# TASK INSTRUCTIONS
Write out the following records exactly, each one in full.

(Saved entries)
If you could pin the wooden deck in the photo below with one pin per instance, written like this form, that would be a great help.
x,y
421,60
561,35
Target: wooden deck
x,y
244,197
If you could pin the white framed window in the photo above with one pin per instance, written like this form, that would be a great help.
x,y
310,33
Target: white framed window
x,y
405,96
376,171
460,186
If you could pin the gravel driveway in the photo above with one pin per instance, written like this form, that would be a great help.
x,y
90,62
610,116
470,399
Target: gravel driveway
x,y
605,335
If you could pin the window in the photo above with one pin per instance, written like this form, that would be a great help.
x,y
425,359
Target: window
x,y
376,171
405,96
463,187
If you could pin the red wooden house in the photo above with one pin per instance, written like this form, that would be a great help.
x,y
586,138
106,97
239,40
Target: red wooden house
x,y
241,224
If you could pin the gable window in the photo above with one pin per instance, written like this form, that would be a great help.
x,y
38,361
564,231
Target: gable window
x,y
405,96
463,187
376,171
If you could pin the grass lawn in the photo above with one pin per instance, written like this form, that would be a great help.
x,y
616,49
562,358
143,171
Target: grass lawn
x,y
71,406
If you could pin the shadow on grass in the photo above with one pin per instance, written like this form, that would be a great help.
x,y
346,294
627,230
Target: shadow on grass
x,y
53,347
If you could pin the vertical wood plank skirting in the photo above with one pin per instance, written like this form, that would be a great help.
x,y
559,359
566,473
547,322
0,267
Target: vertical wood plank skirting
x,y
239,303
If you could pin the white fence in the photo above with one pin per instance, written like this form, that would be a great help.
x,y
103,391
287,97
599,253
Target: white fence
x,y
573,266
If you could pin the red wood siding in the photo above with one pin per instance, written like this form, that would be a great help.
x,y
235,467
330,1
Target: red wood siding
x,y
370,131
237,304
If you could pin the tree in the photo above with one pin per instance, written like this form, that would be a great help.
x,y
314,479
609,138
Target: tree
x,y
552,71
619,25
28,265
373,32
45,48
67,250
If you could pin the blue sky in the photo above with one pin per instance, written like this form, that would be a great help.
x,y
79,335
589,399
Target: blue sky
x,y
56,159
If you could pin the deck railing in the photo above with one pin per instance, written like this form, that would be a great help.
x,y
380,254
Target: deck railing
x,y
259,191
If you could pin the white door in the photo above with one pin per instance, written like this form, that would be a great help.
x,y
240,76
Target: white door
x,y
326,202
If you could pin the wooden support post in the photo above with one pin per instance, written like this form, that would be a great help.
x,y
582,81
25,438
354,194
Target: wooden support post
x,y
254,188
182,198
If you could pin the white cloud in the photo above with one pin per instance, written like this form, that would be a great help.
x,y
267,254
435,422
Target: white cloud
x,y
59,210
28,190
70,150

# RESULT OF THIS TASK
If you could pin the wooden deck in the photo below with one pin per instance, written like this form, that would be a great help.
x,y
421,60
561,35
Target: wooden deck
x,y
244,197
If you could pin the white framed window in the photo above with one pin per instance, written like this form, that would be a great help.
x,y
310,33
Target: white framed window
x,y
405,96
376,171
460,186
If you could pin the gravel driveway in the photo above with one pin per instance, written like this form, that would be a great help.
x,y
90,62
610,116
470,399
Target: gravel driveway
x,y
605,335
If you could pin the window in the photo above with one pin per instance, written like this form, that would be a great help.
x,y
425,359
Target: window
x,y
376,171
405,96
463,187
If you could pin the red wooden house in the photo above with one pin per instance, written like this form, that would be a great help.
x,y
586,138
106,97
239,40
Target: red wooden house
x,y
241,224
If you could pin the gable window in the photo above with one pin per instance, written like this form, that would be a great help.
x,y
38,361
564,231
Target: gable window
x,y
405,96
463,187
376,171
If you could pin the grass lawn in the photo above with one pin per instance, written like this form, that would be a great help.
x,y
616,49
562,358
143,171
Target: grass lawn
x,y
71,406
If you could pin the shadow on grass in the photo above with one pin per instance, written like this form, that would be a great help.
x,y
346,294
627,230
Target: shadow on grass
x,y
53,347
If you could pin the vertical wood plank skirting in the photo above with one pin per instance, written like this form, that would be a great help.
x,y
559,359
566,473
547,322
0,267
Target: vertical wood plank skirting
x,y
239,303
If you could pin the white fence in the photo above with one pin per instance, written like this form, that would be a great help.
x,y
103,391
287,97
599,253
Target: white fence
x,y
573,266
If you could pin the red wood siding in the photo above with one pin per instance, written like this form, that would be a great help.
x,y
235,467
330,1
Target: red wood siding
x,y
370,131
237,304
If you could pin the tree in the photo above with one pin per instance, written like this form, that would be a great help.
x,y
314,479
609,138
Target: tree
x,y
552,71
619,25
28,265
373,32
45,48
67,250
If you could pin the blue sky in the photo above with one pin per instance, written like this form, that would be a great help.
x,y
79,335
589,399
Target: blue sky
x,y
56,159
If you could pin the deck railing in the photo above with one pin per instance, written like this form, that would be a great help.
x,y
380,254
Target: deck railing
x,y
259,191
If you could pin the white door in the photo above with one pin per instance, written like this form, that would be a great help.
x,y
240,76
Target: white door
x,y
326,202
If you could pin the wooden support post in the photo above with one pin per instance, written like this form, that would be a great help.
x,y
582,81
25,438
354,194
Target: wooden support post
x,y
254,188
182,198
If you could pin the white cloud in the photo above with one pin per instance, written like this form, that would be a great help.
x,y
267,254
435,422
Target: white cloud
x,y
59,210
28,190
70,150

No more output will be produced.